Work instructions:
• a. Answer these questions about the podcasting post, one per line, marking each answer (i), (ii), (iii) to match: (i) Which company's CEO does the title name? (ii) What does the speaker hope podcasting can remain? (iii) What kind of outcome should the large-scale companies' services avoid?
• b. List every piece of the value chain that the podcasting post names.
• c. Write the next part of the podcasting post, starting after its final sentence.

Page extract:
******************************

RadioPublic's CEO: “Can podcasting succeed w/o sacrificing open distribution?” - thehoomanist
https://hooman.ist/jake-shapiro
======
thehoomanist
"My hope for podcasting is that it can remain loosely coupled, that you end up
having a whole series of centralized systems, that there's a healthy tension
between where different pieces of the value chain around content creation,
distribution, sales, listener, and engagement taking place; not all in one
place, but you can still have some very successful large-scale companies that
are providing some of those services without it being a winner-take-all."

******************************

Rows:
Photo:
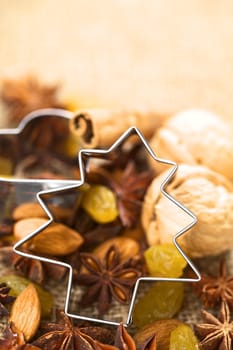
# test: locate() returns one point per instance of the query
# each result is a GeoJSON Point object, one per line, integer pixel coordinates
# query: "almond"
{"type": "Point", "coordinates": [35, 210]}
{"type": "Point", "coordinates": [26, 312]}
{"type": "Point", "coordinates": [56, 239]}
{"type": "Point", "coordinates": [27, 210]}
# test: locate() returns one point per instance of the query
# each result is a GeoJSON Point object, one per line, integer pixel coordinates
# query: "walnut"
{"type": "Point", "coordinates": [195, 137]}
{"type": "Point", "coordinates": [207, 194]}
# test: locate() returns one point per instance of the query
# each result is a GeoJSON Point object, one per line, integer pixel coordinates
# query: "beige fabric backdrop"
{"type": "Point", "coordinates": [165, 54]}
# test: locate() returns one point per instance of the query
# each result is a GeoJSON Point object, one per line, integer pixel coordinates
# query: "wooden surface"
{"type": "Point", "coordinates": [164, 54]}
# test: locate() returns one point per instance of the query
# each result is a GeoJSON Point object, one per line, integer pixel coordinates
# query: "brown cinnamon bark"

******************************

Solved tasks:
• a.
(i) RadioPublic
(ii) Loosely coupled
(iii) A winner-take-all outcome

• b.
Content creation
Distribution
Sales
Listener
Engagement

• c.
"Part of our design of RadioPublic was consciously to not try to integrate all
of those things, and instead to leave hosting and ad sales and other systems
outside of what we do and make sure that we could interoperate with multiple
other parties and platforms who are doing that, so we don't just work with
PRX's network, but we also make sure that we can tie into Libsyn and
Simplecast, and other hosting companies. Or work with Panoply in their
Megaphone system, or ART19 and its data system. If we can prove successfully
that there's a new way of making sure that podcast listeners support the
business models of podcasters on a consumer facing app where the listening
happens, we might have the chance at then propelling forward some new
standards that we would be thrilled if they got picked up by Apple and others.
A simple example is: we have the concept of a gateway episode in a feed where
we encourage a podcaster to flag an episode as the one that a new listener
should start listening to first."